| Document extract |
** BEGIN **
Today's Wall Street Journal features an interview with former Treasury  
secretary Robert Rubin that probably caused him to squirm for all of  
thirty seconds, but it's better than nothing.

Rubin was in the unique position of being at the very highest (i.e.  
highest paid) echelon of Wall St., but having a mysterious non- 
management job that gave him plausible deniability for, well, pretty  
much anything that went on at the company he worked for.  He had an  
undefined senior role at Citigroup that some people might see as a  
sinecure--payment for helping the company with their successful  
campaign to have Glass-Steagall repealed a few years ago.

So now he's got to defend the astronomical sums he was paid while  
claiming that he wasn't really involved in running the company (into  
the ground).  Seeing him spin this is surreal.  But he does  
acknowledge that "there's an enormous amount that needs to be learned."




Rubin, Under Fire, Defends His Role at Citi

Under fire for his role in the near-collapse of Citigroup Inc., Robert  
Rubin said its problems were due to the buckling financial system, not  
its own mistakes, and that his role was peripheral to the bank's main  
operations even though he was one of its highest-paid officials.
** END **
| Data block |
** BEGIN **
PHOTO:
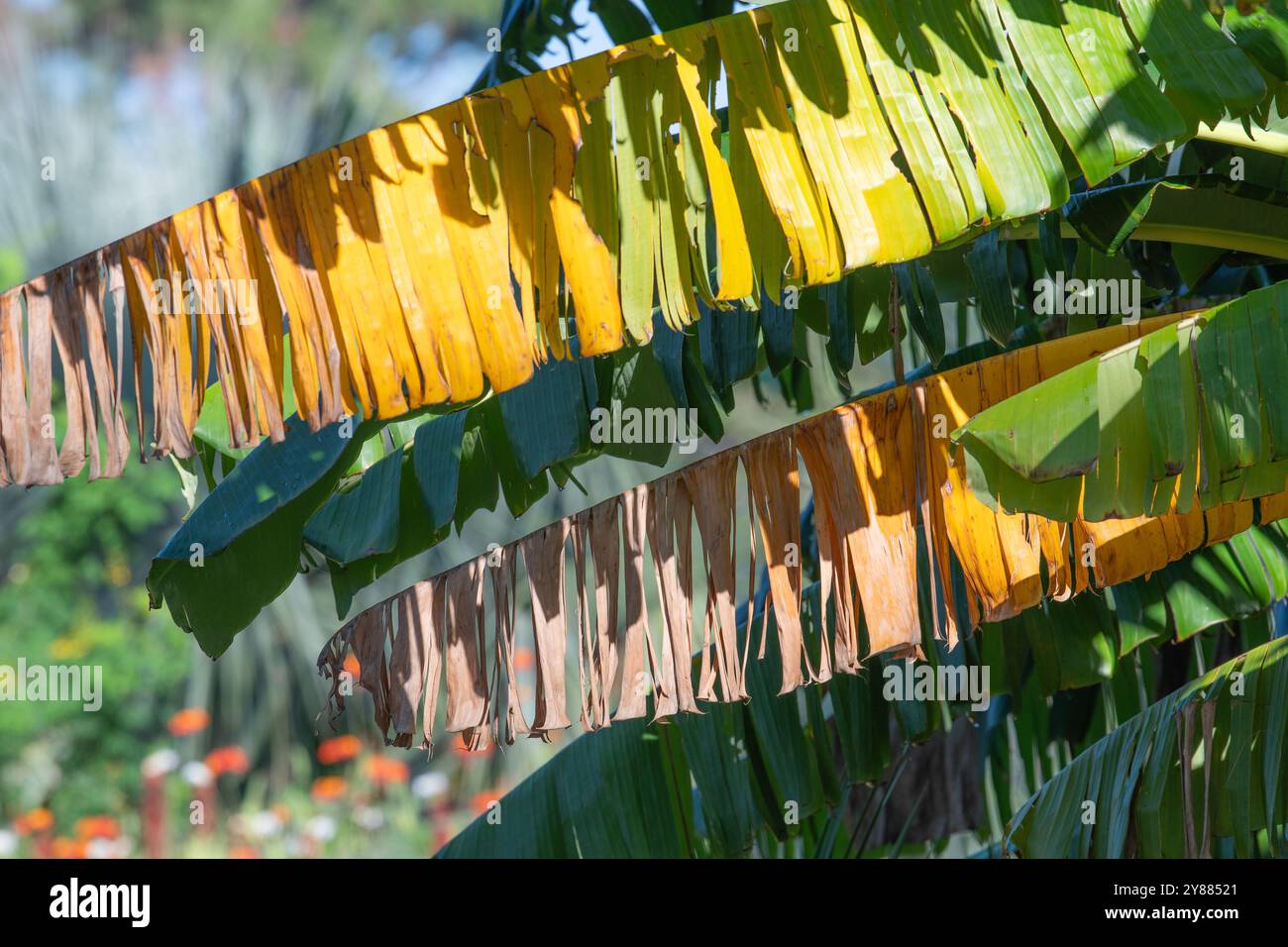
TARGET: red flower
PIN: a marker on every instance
** END **
| What is asked |
Transcribe the post about Robert Rubin word for word, starting at the words "Today's Wall Street" and stopping after "very highest (i.e.". The listing comes from a separate source.

| Solution to the exercise |
Today's Wall Street Journal features an interview with former Treasury  
secretary Robert Rubin that probably caused him to squirm for all of  
thirty seconds, but it's better than nothing.

Rubin was in the unique position of being at the very highest (i.e.